Document extract:

+++

B&C KB Holding GmbH v. Goldberg Lindsay & Co. LLC
B&C KB Holding GmbH v. Goldberg Lindsay & Co. LLC
Opinion
23-1014(L) B&C KB Holding GmbH v. Goldberg Lindsay & Co. LLC et al.
UNITED STATES COURT OF APPEALS FOR THE SECOND CIRCUIT
SUMMARY ORDER
RULINGS BY SUMMARY ORDER DO NOT HAVE PRECEDENTIAL EFFECT. CITATION TO A SUMMARY ORDER FILED ON OR AFTER JANUARY 1, 2007, IS PERMITTED AND IS GOVERNED BY FEDERAL RULE OF APPELLATE PROCEDURE 32.1 AND THIS COURT’S LOCAL RULE 32.1.1. WHEN CITING A SUMMARY ORDER IN A DOCUMENT FILED WITH THIS COURT, A PARTY MUST CITE EITHER THE FEDERAL APPENDIX OR AN ELECTRONIC DATABASE (WITH THE NOTATION “SUMMARY ORDER”). A PARTY CITING A SUMMARY ORDER MUST SERVE A COPY OF IT ON ANY PARTY NOT REPRESENTED BY COUNSEL.
At a stated term of the United States Court of Appeals for the Second Circuit, held at the Thurgood Marshall United States Courthouse, 40 Foley Square, in the City of New York, on the 26th day of June, two thousand twenty-four.
PRESENT: GERARD E. LYNCH, ALISON J. NATHAN, SARAH A. L. MERRIAM, Circuit Judges. _____________________________________
IN RE MATTER OF THE EX PARTE APPLICATION OF B&C KB HOLDING GMBH FOR AN ORDER TO TAKE DISCOVERY PURSUANT TO 28 U.S.C. 1782 FROM GOLDBERG LINDSAY & CO. LLC D/B/A LINDSAY GOLDBERG AND MICHAEL DEES _____________________________________
B&C KB Holding GmbH,
Petitioner-Appellee, v. No. 23-1014(L) No. 24-887(con)
Goldberg Lindsay & Co. LLC, DBA Lindsay Goldberg, LLC, Michael Dees,
Respondents-Appellants.
_____________________________________
FOR RESPONDENTS-APPELLANTS: ROMAN MARTINEZ, Latham & Watkins LLP, Washington, D.C. (Brent T. Murphy, Latham & Watkins LLP, Washington, D.C.; Eric F. Leon, Jooyoung Yeu, Latham & Watkins LLP, New York, NY, on the brief).
FOR PETITIONER-APPELLEE: ZACHARY D. ROSENBAUM (Leif T. Simonson, on the brief), Kobre & Kim LLP, New York, NY.
Appeals from judgments of the United States District Court for the Southern
District of New York (Kaplan, J.).
UPON DUE CONSIDERATION, IT IS HEREBY ORDERED,
ADJUDGED, AND DECREED that the judgments of the district court are
AFFIRMED.
2 Respondents-Appellants Goldberg Lindsay & Co. LLC and Michael Dees
(together, Appellants) appeal from two judgments of the United States District
Court for the Southern District of New York (Kaplan, J.), the first granting an
application for discovery pursuant to
28 U.S.C. § 1782filed by Petitioner-Appellee
B&C KB Holding GmbH (B&C), and the second denying a motion to quash filed
by Appellants. Section 1782 permits a district court, “upon the application of any
interested person,” to order a person within its jurisdiction “to produce a
document or other thing for use in a proceeding in a foreign or international
tribunal[.]”

+++

Complete the following:
**1)** According to the summary order, on what date was the stated term of the court held?
**2)** Rewrite the summary order from "Goldberg Lindsay & Co. LLC, DBA" up to and including "New York, NY.", changing "on the brief" to "on the briefs".
The rows have no connection to the summary order.

+++

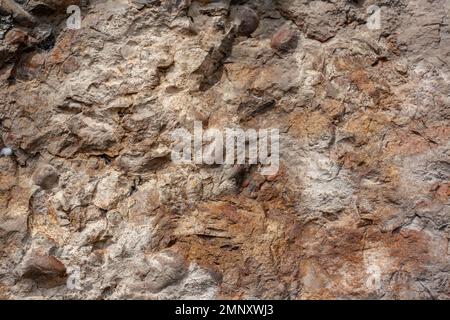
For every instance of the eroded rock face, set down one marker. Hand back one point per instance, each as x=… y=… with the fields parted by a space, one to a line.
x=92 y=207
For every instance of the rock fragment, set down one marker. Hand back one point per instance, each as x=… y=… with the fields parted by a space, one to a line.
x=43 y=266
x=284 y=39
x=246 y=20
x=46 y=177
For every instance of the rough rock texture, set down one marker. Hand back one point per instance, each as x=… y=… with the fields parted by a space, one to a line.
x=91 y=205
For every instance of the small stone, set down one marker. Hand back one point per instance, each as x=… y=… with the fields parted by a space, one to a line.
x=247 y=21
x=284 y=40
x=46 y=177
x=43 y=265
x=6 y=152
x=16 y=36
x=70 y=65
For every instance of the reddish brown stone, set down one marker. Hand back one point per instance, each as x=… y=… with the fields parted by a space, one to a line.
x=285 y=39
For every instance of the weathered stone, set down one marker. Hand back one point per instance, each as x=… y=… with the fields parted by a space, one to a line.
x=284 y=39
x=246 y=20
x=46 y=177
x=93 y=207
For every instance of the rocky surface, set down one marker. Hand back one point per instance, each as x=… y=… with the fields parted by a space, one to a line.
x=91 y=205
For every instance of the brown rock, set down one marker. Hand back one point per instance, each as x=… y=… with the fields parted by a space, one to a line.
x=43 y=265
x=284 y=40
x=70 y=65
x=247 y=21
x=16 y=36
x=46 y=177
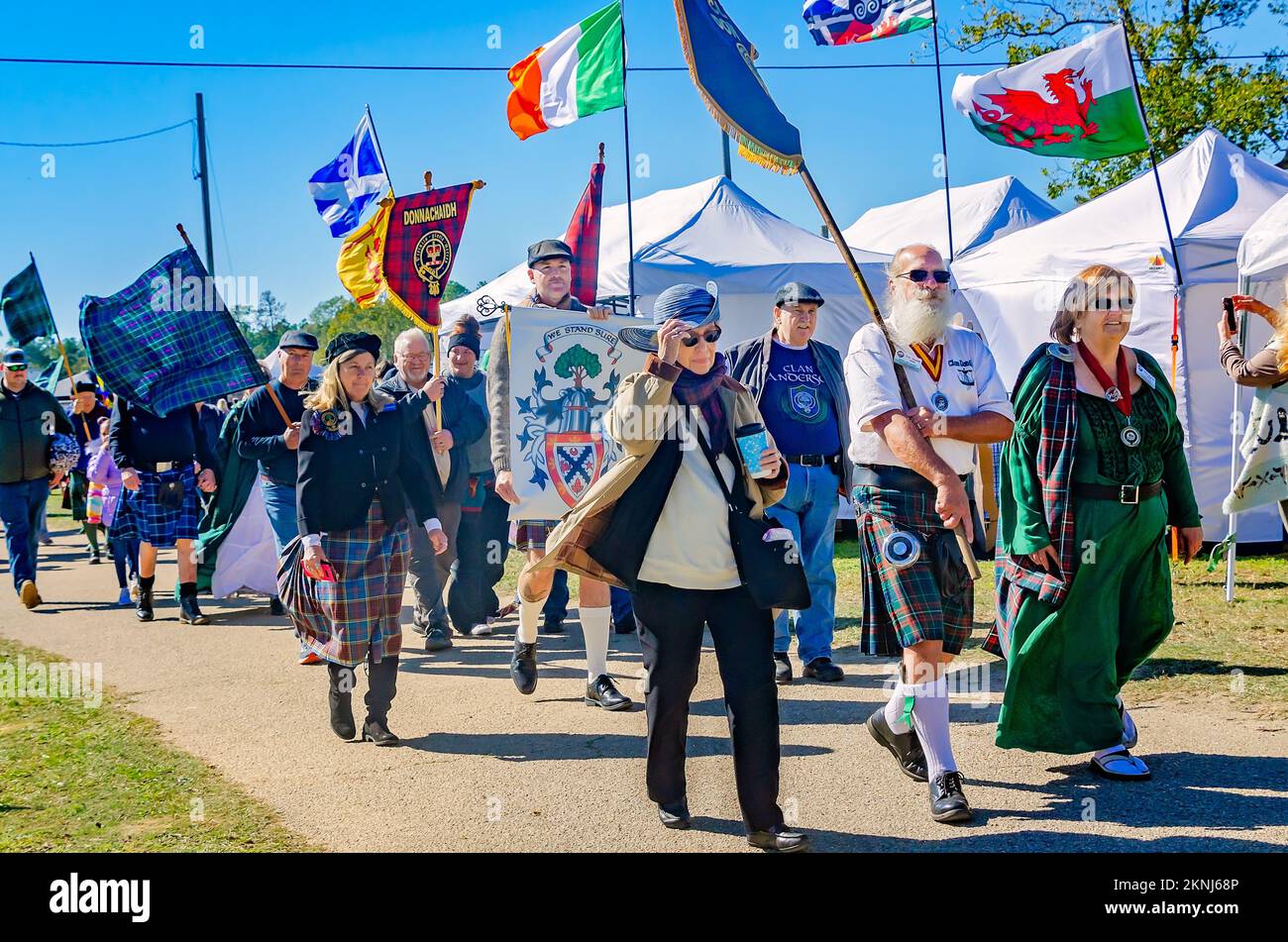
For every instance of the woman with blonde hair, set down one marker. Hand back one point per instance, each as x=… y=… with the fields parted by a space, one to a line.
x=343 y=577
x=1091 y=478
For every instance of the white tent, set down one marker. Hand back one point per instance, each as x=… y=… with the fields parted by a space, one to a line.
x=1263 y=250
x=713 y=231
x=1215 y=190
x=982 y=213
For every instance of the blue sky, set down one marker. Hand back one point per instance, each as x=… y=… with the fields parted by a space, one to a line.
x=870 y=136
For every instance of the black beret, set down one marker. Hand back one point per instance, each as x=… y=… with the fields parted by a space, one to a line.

+++

Responses for each task:
**1)** The 26th day of June, two thousand twenty-four.

**2)**
Goldberg Lindsay & Co. LLC, DBA Lindsay Goldberg, LLC, Michael Dees,
Respondents-Appellants.
_____________________________________
FOR RESPONDENTS-APPELLANTS: ROMAN MARTINEZ, Latham & Watkins LLP, Washington, D.C. (Brent T. Murphy, Latham & Watkins LLP, Washington, D.C.; Eric F. Leon, Jooyoung Yeu, Latham & Watkins LLP, New York, NY, on the briefs).
FOR PETITIONER-APPELLEE: ZACHARY D. ROSENBAUM (Leif T. Simonson, on the briefs), Kobre & Kim LLP, New York, NY.